● Aangeleverde tekst:
+---+

Sedert 1901 (4 472 000 inw.) is het inwonertal slechts matig gestegen; de geringe bevolkingstoename werd veroorzaakt door een vertrekoverschot; naar schatting wonen meer dan 20 miljoen Schotten en afstammelingen van hen over de gehele wereld verspreid. Het grootste deel van de bevolking woont in het centrale laagland, in de industriële driehoek Dundee, Edinburgh, Glasgow; de rest van het land, afgezien van het noordoosten, is dun bevolkt. De vier grootste steden zijn: Glasgow, Edinburgh, Dundee en Aberdeen.

+---+

● Uit te voeren opdrachten:
**1)** Haal uit de tekst over de Schotse bevolking letterlijk het stuk dat begint bij "Sedert 1901 (4" en eindigt bij "Dundee en Aberdeen.".
**2)** Welke vier steden worden in de tekst over de Schotse bevolking als de grootste genoemd?
Voor de opdrachten zijn de items niet nodig.

● Gegevensregels:
+---+

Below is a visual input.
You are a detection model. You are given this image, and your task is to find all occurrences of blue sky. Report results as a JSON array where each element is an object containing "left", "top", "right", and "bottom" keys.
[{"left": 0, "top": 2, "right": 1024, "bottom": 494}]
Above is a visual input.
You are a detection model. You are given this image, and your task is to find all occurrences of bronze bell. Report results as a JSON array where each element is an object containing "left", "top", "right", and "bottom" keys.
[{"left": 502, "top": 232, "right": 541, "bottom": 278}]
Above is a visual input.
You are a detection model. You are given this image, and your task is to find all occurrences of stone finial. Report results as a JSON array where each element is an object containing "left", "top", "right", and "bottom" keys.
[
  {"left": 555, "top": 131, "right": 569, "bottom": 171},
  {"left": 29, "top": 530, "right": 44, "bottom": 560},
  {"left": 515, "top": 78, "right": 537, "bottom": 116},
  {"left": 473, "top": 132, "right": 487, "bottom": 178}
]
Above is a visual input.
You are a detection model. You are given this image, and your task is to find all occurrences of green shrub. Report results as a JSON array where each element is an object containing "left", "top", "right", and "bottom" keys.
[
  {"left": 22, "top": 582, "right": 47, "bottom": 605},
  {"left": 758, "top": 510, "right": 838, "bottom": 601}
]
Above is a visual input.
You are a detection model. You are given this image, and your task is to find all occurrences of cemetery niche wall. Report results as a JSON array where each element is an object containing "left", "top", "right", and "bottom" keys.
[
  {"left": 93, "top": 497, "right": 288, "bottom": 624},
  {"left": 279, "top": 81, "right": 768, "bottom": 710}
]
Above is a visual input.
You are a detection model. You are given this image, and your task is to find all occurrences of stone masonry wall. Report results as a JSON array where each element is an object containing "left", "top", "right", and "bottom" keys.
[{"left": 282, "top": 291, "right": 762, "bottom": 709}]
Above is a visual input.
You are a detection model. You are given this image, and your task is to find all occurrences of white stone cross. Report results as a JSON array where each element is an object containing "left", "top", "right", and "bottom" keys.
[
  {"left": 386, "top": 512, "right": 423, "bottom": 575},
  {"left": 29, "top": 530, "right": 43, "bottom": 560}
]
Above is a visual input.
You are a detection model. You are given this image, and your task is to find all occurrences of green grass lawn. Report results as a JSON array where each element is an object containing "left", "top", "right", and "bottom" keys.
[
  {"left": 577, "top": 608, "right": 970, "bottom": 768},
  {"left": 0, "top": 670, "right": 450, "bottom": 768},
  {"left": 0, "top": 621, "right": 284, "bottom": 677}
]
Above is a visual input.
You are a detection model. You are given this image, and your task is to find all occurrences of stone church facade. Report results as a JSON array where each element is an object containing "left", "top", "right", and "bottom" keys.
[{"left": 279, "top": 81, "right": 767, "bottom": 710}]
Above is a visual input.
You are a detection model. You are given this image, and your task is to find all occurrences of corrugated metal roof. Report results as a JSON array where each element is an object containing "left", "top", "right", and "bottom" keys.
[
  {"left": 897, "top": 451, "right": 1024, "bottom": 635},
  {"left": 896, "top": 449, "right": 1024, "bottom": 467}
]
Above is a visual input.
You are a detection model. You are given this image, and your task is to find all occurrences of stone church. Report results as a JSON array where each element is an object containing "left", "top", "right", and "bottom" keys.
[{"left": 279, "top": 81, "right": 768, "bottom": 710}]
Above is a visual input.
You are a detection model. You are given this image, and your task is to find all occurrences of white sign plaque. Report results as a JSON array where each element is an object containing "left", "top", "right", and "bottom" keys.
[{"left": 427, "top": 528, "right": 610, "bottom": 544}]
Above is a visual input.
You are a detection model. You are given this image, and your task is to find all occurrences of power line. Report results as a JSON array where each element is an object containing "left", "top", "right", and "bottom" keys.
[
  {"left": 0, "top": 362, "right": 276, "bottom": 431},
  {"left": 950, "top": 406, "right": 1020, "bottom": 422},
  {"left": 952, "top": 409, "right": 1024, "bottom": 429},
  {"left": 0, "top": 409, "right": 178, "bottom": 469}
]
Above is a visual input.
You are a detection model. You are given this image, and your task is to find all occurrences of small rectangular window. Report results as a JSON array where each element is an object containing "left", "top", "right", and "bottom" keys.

+---+

● Antwoorden op volgorde:
**1)**
Sedert 1901 (4 472 000 inw.) is het inwonertal slechts matig gestegen; de geringe bevolkingstoename werd veroorzaakt door een vertrekoverschot; naar schatting wonen meer dan 20 miljoen Schotten en afstammelingen van hen over de gehele wereld verspreid. Het grootste deel van de bevolking woont in het centrale laagland, in de industriële driehoek Dundee, Edinburgh, Glasgow; de rest van het land, afgezien van het noordoosten, is dun bevolkt. De vier grootste steden zijn: Glasgow, Edinburgh, Dundee en Aberdeen.

**2)** Glasgow, Edinburgh, Dundee en Aberdeen.